The data:
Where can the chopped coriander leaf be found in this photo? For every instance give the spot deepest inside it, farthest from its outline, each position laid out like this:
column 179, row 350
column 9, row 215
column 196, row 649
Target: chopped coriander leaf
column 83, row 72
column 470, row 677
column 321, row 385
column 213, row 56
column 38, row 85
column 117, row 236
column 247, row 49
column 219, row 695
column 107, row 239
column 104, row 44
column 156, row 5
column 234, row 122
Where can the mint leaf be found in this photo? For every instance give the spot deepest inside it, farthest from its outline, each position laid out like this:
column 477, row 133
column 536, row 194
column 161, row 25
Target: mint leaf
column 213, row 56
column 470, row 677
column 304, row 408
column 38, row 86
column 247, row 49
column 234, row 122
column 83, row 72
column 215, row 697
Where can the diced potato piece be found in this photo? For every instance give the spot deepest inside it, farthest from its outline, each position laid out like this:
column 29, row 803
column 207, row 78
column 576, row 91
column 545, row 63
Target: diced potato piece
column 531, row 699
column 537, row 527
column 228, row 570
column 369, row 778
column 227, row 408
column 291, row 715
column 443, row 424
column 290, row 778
---
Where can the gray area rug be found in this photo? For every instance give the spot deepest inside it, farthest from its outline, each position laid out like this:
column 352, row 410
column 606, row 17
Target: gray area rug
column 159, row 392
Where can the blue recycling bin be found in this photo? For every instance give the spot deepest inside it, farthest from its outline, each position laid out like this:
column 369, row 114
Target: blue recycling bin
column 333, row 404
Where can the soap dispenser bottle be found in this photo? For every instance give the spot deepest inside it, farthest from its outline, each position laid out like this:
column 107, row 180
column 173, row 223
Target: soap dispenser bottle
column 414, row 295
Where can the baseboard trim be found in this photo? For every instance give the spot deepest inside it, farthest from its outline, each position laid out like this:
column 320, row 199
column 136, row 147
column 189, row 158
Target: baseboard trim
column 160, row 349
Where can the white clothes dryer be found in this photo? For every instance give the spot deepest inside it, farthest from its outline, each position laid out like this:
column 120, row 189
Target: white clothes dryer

Work to be completed:
Check every line of the data above for the string "this", and copy those that have it.

Solution:
Where can the chopped coriander leaf be found in this photo? For every instance give the spot deepest inside it, farthest from its outline, each position laid out like this:
Where can the mint leaf be found in this photo? For every instance give the spot deepest inside it, farthest from its outline, each position laid out like this:
Where can the diced potato piece be found in this photo? For every instance give the spot deepest inside it, farthest from its outline, each position laid out like this:
Where can the gray area rug be found in this photo? For every instance give the spot deepest inside it, farthest from its outline, each position laid out like this:
Where can the blue recycling bin be found in this photo? For every instance give the spot deepest inside it, farthest from its outline, each position laid out like this:
Where can the soap dispenser bottle be found in this photo? For every instance give the spot deepest inside it, farthest from its outline, each position laid out like this:
Where can the baseboard trim be found in this photo? For every instance give the spot deepest inside it, farthest from its outline, each position laid out like this:
Where can the white clothes dryer be found in this photo? For every instance give the spot deepest inside it, farthest from its outline, each position laid out like this:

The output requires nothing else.